[Stored dataset items]

────

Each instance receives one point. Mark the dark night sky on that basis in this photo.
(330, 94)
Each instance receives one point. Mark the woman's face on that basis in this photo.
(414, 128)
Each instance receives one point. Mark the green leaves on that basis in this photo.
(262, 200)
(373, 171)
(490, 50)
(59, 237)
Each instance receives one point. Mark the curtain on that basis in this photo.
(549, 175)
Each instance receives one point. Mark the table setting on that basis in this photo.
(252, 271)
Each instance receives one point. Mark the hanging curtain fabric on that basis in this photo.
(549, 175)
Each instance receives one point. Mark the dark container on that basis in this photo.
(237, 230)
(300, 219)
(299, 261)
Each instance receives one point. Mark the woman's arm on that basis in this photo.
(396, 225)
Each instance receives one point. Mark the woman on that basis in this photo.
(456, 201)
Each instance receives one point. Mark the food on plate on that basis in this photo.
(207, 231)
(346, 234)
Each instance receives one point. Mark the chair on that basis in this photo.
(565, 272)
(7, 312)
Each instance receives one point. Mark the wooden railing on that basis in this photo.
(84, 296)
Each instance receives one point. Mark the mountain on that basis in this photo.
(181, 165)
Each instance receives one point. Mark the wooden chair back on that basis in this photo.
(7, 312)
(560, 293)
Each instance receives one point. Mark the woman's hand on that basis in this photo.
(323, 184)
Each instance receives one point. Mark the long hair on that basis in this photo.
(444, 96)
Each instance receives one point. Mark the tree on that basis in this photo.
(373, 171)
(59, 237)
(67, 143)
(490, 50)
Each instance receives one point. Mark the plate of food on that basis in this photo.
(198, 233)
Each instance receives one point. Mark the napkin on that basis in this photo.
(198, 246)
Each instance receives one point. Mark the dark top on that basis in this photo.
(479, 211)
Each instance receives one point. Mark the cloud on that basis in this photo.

────

_What to produce_.
Print every entry exactly as it appears.

_Solution to the exercise_.
Each instance receives one point. Mark the dark night sky on that basis in this photo.
(330, 94)
Each instance receives one point. Mark the woman's face on that basis in this photo.
(414, 128)
Each instance receives one point. Mark the green leaves on that basis in this photo.
(262, 200)
(373, 171)
(490, 50)
(59, 237)
Each instance receives one point. Mark the curtain on that basis in this photo.
(549, 175)
Each instance receives one point. Mark the table setting on that basis in this photo.
(252, 271)
Each instance receives one point. Mark the hanging curtain fabric on that basis in this photo.
(549, 175)
Each instance receives one point. Mark the dark container on that basis in this photo.
(237, 230)
(300, 219)
(299, 261)
Each instance receives one point. Mark the woman's arm on that basis in this photo.
(396, 225)
Each instance receives one point. Mark the woman on that basis in this photo.
(456, 201)
Each instance receives one point. Mark the food on plate on that basis in this photo.
(207, 231)
(346, 234)
Each instance receives one point. Mark the chair on that basis in this photo.
(565, 272)
(7, 312)
Each instance receives one point. Mark the wooden railing on that basis in this photo.
(84, 296)
Each instance receives one point. Mark the mountain on that basis in this photo.
(181, 165)
Each instance receives one point. Mark the wooden chair back on that basis in this photo.
(7, 312)
(560, 293)
Each instance receives one point. Mark the woman's hand on that basis in this photo.
(323, 184)
Each instance receives one point. Mark the long hair on that basis in this photo.
(444, 96)
Each instance receives one point. Mark the tree on that basis in this photo.
(373, 171)
(59, 237)
(67, 143)
(490, 50)
Each instance receives one point. Mark the plate of food on that basis in this photo.
(198, 233)
Each instance receives one point. Mark the napkin on that basis in this photo.
(198, 246)
Each instance receives one point. Mark the dark top on that basis in this photo.
(479, 211)
Each instance receives one point. Mark the cloud on that basis in this photo.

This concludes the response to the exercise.